TASK DATA:
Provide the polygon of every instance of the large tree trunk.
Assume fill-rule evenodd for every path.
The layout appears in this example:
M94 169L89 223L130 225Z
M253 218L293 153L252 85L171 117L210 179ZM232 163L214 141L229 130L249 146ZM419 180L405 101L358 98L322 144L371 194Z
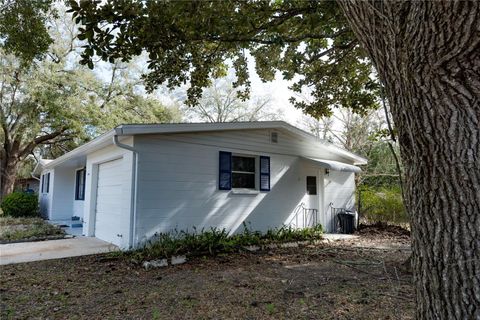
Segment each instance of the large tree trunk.
M418 319L480 319L480 2L339 1L399 131Z
M0 201L15 188L15 179L17 177L19 161L18 157L6 156L0 159Z

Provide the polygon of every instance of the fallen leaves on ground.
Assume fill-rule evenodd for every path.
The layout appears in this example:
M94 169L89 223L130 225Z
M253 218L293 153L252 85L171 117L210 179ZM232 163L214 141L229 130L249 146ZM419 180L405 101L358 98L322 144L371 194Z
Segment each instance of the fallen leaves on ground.
M370 234L370 233L369 233ZM106 255L1 267L8 319L412 319L403 236L195 258L146 271Z

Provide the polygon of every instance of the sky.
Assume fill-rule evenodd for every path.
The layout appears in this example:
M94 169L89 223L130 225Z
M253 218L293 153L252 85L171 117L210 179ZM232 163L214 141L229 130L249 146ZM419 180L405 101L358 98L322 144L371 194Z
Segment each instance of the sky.
M281 73L277 72L275 80L266 83L262 82L255 72L255 61L251 56L248 57L248 69L251 82L250 97L268 97L270 107L279 109L283 113L282 120L295 126L301 126L304 115L302 111L295 108L289 101L290 97L294 96L294 92L289 89L293 81L284 80ZM235 79L233 69L229 69L228 78ZM155 96L166 105L178 103L185 99L187 88L187 86L181 87L174 92L170 92L165 88L159 88Z

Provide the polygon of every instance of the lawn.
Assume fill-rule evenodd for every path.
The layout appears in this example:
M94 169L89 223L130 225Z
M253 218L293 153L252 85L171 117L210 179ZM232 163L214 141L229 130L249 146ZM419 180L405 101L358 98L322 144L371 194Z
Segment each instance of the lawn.
M41 218L0 216L0 243L62 238L65 232Z
M0 318L412 319L408 244L369 230L148 271L113 255L2 266Z

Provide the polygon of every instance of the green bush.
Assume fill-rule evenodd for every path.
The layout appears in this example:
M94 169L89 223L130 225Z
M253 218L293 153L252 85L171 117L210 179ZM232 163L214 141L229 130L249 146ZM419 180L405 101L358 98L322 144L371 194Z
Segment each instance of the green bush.
M5 216L38 216L38 198L32 193L13 192L3 199L0 207L2 208Z
M360 198L360 213L368 221L408 222L400 187L372 188L363 186L360 189Z
M243 246L264 245L291 241L313 241L321 239L322 226L294 229L281 227L266 233L252 231L244 224L242 233L229 235L225 229L211 228L197 232L174 231L157 234L143 248L127 254L139 260L171 257L179 254L217 255L238 251Z

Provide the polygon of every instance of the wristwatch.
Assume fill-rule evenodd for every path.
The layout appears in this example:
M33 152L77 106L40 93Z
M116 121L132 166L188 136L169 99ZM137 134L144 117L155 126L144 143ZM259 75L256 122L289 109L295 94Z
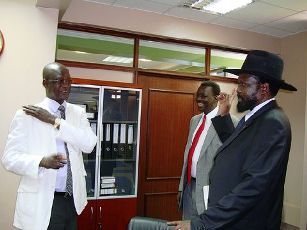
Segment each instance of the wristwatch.
M53 127L56 128L56 129L58 129L58 128L60 127L60 124L61 124L61 118L58 118L58 117L57 117L57 118L54 120Z

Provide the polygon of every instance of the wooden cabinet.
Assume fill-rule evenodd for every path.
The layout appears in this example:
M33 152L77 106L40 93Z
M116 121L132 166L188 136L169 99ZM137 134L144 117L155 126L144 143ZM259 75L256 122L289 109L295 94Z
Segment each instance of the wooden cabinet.
M78 230L122 230L137 212L136 198L90 200L78 217Z
M97 202L96 200L88 201L82 214L78 216L78 230L96 230L97 229Z
M88 205L78 230L122 230L137 215L141 90L74 84L69 102L86 110L98 137L83 154Z

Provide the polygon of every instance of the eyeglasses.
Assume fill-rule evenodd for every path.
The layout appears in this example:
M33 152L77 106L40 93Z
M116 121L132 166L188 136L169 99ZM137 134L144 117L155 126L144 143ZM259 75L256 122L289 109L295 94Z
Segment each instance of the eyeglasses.
M62 78L62 79L48 79L48 82L53 82L54 84L57 85L70 85L72 80L71 79L67 79L67 78Z

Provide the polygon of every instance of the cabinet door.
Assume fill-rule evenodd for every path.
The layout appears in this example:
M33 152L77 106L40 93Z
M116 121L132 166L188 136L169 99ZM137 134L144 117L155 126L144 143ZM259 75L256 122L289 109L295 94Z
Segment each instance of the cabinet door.
M100 87L95 86L81 86L73 85L68 101L72 104L79 105L84 108L87 114L88 121L93 129L94 133L99 137L99 126L98 126L98 111L99 111L99 94ZM93 149L90 154L83 154L84 167L86 171L86 191L87 197L96 197L96 152L97 146Z
M78 216L78 230L95 230L96 229L96 200L88 201L85 209Z
M101 124L100 197L136 197L141 91L104 87Z
M97 200L97 229L127 229L129 221L136 216L136 198Z

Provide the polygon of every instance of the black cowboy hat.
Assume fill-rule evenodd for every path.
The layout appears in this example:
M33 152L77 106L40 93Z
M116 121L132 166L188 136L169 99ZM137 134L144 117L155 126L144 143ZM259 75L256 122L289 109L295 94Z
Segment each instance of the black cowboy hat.
M293 85L281 79L283 67L284 62L277 55L262 50L252 50L247 54L241 69L224 69L224 72L235 75L252 74L280 89L297 91Z

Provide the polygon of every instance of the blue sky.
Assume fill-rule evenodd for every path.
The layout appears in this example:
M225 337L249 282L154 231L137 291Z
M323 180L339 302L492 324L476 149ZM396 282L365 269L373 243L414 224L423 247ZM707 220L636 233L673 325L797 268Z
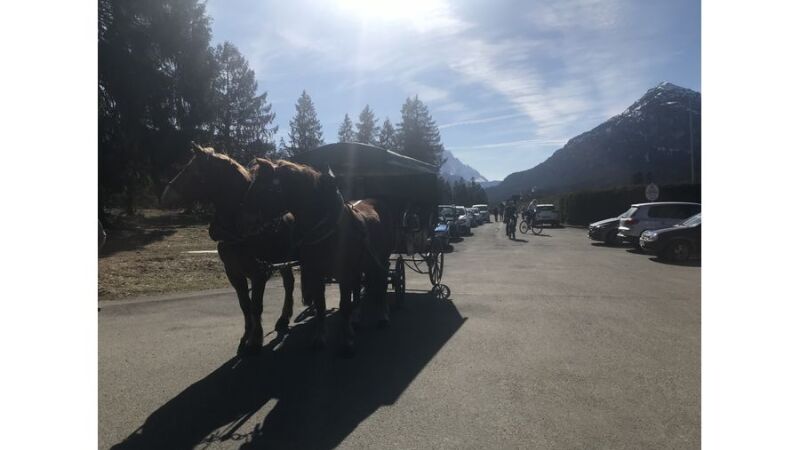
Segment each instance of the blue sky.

TASK DIRECTIONS:
Among the lines of the data, some contain the word "blue". How many are there? Reply with the number alone.

FINISHED EXERCISE:
2